## EXERCISE TEXT

================

July 24, 2022 Book Review

The Spiritual Marriage between Christ and His Church and Every One of the Faithful

The Spiritual Marriage between Christ and His Church and Every One of the Faithful

Girolamo Zanchi

Reviewed by: J. V. Fesko

The Spiritual Marriage between Christ and His Church and Every One of the Faithful, by Girolamo Zanchi, translated by Patrick J. O’Banion. Reformation Heritage, 2021. Hardcover, 152 pages, $19.00. Reviewed by OP minister and professor J. V. Fesko.

Few people know the name of second-generation Reformed theologian Girolamo Zanchi (1516–1590) because he has been eclipsed in the present day by the reputation of John Calvin. Zanchi was an Italian who studied under Calvin and Peter Martyr Vermigli and avidly read the works of Martin Bucer, Philipp Melanchthon, and Martin Luther. He was an Old Testament professor in Strasbourg and wrote numerous theological works. I first encountered his Spiritual Marriage when I was teaching a course on union with Christ, where we read numerous works on the topic from a wide range of early modern and modern theologians, from Luther to Geerhardus Vos. I found Zanchi’s work especially insightful for a number of reasons.

First, Zanchi’s work was originally a part of his exegetical commentary on Ephesians. Zanchi carried out the common sixteenth-century practice of writing biblical commentaries and then at key points writing doctrinal treatments of relevant topics. In this case, Zanchi’s treatment of union with Christ follows his exegesis of Paul’s teaching on marriage in Ephesians 5. This means that Zanchi’s theological work grows organically from his exegesis of Scripture.

Second, Zanchi’s work is catholic. He engages a wide array of patristic, medieval, and contemporary sources to explain union with Christ. Zanchi, like the other Reformers, was a Reformed catholic (note the small “c,” which is different than the capital “C” of Roman Catholic). Reformed theology did not arise de novo from the biblical text and the minds of creative theologian but was informed by the catholic (universal) church throughout the ages but normed by Scripture.

================

## AVAILABLE DATA

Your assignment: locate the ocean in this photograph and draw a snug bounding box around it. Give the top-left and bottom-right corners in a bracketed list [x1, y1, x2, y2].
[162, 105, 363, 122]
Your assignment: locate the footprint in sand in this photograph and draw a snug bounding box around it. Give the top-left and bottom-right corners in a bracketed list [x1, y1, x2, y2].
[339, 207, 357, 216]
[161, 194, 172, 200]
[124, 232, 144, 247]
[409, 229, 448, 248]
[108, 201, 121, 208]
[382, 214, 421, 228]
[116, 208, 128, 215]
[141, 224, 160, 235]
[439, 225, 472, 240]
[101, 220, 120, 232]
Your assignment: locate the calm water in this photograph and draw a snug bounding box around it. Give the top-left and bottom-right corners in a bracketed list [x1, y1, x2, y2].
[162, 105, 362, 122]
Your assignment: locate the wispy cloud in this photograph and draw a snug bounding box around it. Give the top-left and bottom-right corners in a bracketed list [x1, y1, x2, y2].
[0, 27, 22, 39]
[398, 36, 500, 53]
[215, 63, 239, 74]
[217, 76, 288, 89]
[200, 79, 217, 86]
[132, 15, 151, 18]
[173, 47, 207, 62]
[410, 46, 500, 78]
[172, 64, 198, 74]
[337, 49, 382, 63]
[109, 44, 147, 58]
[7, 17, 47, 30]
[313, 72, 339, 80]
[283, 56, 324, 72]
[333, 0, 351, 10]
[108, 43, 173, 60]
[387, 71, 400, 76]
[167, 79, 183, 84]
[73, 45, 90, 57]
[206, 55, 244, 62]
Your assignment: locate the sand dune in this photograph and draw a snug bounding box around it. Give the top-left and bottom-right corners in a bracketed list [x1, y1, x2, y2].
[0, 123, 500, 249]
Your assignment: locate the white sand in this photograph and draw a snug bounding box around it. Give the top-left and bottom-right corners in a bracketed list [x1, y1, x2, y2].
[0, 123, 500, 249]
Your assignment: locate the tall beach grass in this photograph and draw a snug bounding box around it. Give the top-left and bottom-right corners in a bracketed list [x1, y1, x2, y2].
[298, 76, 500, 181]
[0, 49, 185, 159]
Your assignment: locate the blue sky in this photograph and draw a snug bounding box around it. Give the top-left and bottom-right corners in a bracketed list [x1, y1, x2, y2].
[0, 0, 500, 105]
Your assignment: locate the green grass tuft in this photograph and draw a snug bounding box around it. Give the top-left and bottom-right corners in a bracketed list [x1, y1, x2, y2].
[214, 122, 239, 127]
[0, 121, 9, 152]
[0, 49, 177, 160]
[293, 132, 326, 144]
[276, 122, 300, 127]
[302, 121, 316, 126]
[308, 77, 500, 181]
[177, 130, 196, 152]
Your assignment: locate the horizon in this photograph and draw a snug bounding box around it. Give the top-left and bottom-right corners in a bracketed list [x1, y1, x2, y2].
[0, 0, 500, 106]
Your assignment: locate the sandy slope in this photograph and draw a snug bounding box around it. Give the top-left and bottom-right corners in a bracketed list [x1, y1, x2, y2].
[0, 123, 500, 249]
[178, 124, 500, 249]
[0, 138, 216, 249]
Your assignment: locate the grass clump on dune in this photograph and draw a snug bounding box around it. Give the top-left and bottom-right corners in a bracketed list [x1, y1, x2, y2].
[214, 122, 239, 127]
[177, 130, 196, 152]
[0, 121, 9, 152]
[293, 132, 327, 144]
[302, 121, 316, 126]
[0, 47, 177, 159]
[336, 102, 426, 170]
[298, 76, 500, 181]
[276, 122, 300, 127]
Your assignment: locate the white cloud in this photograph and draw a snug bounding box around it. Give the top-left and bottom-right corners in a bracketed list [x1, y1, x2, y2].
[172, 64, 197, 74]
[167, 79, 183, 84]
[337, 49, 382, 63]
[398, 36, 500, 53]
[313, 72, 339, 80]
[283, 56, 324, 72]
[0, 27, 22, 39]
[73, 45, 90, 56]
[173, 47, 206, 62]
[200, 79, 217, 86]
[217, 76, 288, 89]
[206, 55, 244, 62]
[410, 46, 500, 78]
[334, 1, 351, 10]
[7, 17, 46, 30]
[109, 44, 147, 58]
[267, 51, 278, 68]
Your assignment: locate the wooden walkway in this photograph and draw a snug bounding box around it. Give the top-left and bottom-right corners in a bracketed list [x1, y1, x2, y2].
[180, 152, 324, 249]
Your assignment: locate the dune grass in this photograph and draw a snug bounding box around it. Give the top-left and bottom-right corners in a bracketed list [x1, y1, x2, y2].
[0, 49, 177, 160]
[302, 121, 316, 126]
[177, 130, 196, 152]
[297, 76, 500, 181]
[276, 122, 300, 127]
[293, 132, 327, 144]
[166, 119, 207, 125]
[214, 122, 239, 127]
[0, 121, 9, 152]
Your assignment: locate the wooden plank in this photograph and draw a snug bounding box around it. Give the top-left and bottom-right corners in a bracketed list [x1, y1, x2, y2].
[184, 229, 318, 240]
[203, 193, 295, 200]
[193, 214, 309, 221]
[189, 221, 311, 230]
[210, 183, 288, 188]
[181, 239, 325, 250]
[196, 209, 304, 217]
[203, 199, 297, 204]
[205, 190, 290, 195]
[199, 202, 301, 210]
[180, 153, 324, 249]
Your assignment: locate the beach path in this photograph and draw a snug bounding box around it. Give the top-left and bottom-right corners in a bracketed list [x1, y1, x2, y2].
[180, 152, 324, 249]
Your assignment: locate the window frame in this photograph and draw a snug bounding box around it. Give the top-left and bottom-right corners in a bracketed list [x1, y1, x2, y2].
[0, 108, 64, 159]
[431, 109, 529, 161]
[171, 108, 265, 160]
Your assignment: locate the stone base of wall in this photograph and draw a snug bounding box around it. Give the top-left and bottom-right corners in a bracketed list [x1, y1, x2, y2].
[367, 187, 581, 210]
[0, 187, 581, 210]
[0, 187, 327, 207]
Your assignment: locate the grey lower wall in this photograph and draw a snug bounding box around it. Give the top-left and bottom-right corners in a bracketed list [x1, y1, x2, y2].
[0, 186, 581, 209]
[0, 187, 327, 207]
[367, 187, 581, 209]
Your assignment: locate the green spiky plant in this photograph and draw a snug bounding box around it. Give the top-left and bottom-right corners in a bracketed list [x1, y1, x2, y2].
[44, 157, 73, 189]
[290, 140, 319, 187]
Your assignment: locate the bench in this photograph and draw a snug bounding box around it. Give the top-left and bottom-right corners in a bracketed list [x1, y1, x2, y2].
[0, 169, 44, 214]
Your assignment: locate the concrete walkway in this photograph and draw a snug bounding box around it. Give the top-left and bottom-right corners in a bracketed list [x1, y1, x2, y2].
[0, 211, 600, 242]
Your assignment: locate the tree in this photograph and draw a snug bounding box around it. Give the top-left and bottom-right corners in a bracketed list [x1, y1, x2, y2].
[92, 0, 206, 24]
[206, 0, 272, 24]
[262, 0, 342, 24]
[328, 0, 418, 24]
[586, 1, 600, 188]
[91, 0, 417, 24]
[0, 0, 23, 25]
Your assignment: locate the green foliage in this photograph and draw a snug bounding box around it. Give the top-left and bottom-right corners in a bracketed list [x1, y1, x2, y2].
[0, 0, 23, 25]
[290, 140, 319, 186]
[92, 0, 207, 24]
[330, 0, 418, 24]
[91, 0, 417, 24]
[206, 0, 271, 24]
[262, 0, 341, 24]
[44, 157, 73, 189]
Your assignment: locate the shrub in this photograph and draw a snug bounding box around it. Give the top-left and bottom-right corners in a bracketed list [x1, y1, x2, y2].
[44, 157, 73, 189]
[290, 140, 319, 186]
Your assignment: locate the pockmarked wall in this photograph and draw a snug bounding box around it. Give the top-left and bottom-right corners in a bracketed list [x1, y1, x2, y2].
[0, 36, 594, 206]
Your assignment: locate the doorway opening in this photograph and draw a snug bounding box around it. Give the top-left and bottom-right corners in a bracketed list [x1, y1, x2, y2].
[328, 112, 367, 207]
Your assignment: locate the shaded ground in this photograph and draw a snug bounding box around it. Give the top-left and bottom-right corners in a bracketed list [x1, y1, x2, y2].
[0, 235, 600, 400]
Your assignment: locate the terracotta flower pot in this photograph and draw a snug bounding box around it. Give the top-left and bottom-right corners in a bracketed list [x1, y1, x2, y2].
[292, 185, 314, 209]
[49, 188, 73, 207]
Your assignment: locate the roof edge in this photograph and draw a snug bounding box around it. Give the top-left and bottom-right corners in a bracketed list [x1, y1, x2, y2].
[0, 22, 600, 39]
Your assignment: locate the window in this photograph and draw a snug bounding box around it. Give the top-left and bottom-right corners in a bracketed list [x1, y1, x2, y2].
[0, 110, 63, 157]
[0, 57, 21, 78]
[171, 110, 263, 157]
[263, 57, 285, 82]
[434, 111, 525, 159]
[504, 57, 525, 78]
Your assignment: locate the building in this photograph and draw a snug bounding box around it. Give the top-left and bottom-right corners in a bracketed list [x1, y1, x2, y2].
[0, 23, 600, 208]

================

## CHECK YOUR UNDERSTANDING
a. Answer these questions using the book review:
(i) Which two theologians did Zanchi study under?
(ii) Which biblical book's commentary originally contained Zanchi's work?
(iii) Who translated the edition under review?
b. Translate this sentence from the book review into Spanish: "He was an Old Testament professor in Strasbourg and wrote numerous theological works."

## OUTPUTS FOR THE TASKS
a.
(i) John Calvin and Peter Martyr Vermigli
(ii) Ephesians
(iii) Patrick J. O'Banion

b. Fue profesor de Antiguo Testamento en Estrasburgo y escribió numerosas obras teológicas.